### Provided information ###

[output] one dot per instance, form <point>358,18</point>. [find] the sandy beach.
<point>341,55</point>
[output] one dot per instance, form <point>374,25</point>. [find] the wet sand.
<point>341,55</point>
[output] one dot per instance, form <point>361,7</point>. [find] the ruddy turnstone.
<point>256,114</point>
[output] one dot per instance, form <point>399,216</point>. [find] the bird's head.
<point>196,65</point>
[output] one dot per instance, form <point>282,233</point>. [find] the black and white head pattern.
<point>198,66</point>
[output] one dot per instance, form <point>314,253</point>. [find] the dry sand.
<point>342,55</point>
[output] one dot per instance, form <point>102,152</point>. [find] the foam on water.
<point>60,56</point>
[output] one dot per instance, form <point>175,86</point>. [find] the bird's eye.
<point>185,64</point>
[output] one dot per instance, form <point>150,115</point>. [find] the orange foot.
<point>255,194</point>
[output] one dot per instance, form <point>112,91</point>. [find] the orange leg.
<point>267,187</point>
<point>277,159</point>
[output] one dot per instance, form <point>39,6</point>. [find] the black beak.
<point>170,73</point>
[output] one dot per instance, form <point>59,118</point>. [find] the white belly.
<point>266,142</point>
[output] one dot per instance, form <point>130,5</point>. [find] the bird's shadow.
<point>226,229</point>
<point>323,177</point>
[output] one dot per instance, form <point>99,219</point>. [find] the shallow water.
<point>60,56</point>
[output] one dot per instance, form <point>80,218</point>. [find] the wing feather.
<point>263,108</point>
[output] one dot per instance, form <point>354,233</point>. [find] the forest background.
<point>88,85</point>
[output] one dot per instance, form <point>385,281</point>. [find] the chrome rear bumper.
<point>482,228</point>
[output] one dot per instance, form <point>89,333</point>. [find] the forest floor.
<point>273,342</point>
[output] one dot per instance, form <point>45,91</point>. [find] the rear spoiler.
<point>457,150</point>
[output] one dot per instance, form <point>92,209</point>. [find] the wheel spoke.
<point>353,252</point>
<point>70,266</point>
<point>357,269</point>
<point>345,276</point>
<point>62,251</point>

###

Copy out every item above word for word, in the order given.

[output] one dot per instance, form <point>358,18</point>. [find] the sandy beach.
<point>341,55</point>
[output] one dot per instance, form <point>374,25</point>. [find] the wet sand.
<point>341,55</point>
[output] one dot per instance, form <point>361,7</point>. [find] the ruddy turnstone.
<point>256,114</point>
[output] one dot per instance, form <point>399,216</point>. [find] the bird's head.
<point>196,65</point>
[output] one dot per instance, form <point>282,233</point>. [find] the black and white head pattern.
<point>198,66</point>
[output] one dot per instance, form <point>314,253</point>. [find] the dry sand.
<point>342,55</point>
[output] one dot per instance, form <point>102,152</point>. [find] the foam on water.
<point>60,56</point>
[output] one dot per instance, form <point>175,86</point>. [find] the bird's eye.
<point>185,64</point>
[output] one dot per instance, form <point>150,115</point>. [find] the orange foot.
<point>255,194</point>
[output] one dot per instance, form <point>112,91</point>. [find] the orange leg.
<point>267,187</point>
<point>277,159</point>
[output] one dot per instance, form <point>39,6</point>. [find] the black beak.
<point>170,73</point>
[output] one dot per instance, form <point>59,118</point>. [find] the white belly.
<point>266,142</point>
[output] one dot per instance, form <point>130,5</point>. [find] the bird's shadow.
<point>226,229</point>
<point>323,177</point>
[output] one dot per instance, form <point>99,219</point>. [find] the shallow water.
<point>60,56</point>
[output] one dot per instance, form <point>80,218</point>. [find] the wing feather.
<point>263,108</point>
[output] one dot per instance, form <point>354,233</point>. [find] the forest background.
<point>88,85</point>
[output] one dot per instance, form <point>385,281</point>. [find] the chrome rear bumper.
<point>482,228</point>
[output] one dot per instance, form <point>89,333</point>. [find] the forest floor.
<point>273,342</point>
[output] one dot per instance, form <point>45,91</point>. [find] the rear spoiler.
<point>457,150</point>
[output] one dot per instance, form <point>92,209</point>. [find] the wheel spoke.
<point>353,252</point>
<point>70,266</point>
<point>357,269</point>
<point>345,276</point>
<point>62,251</point>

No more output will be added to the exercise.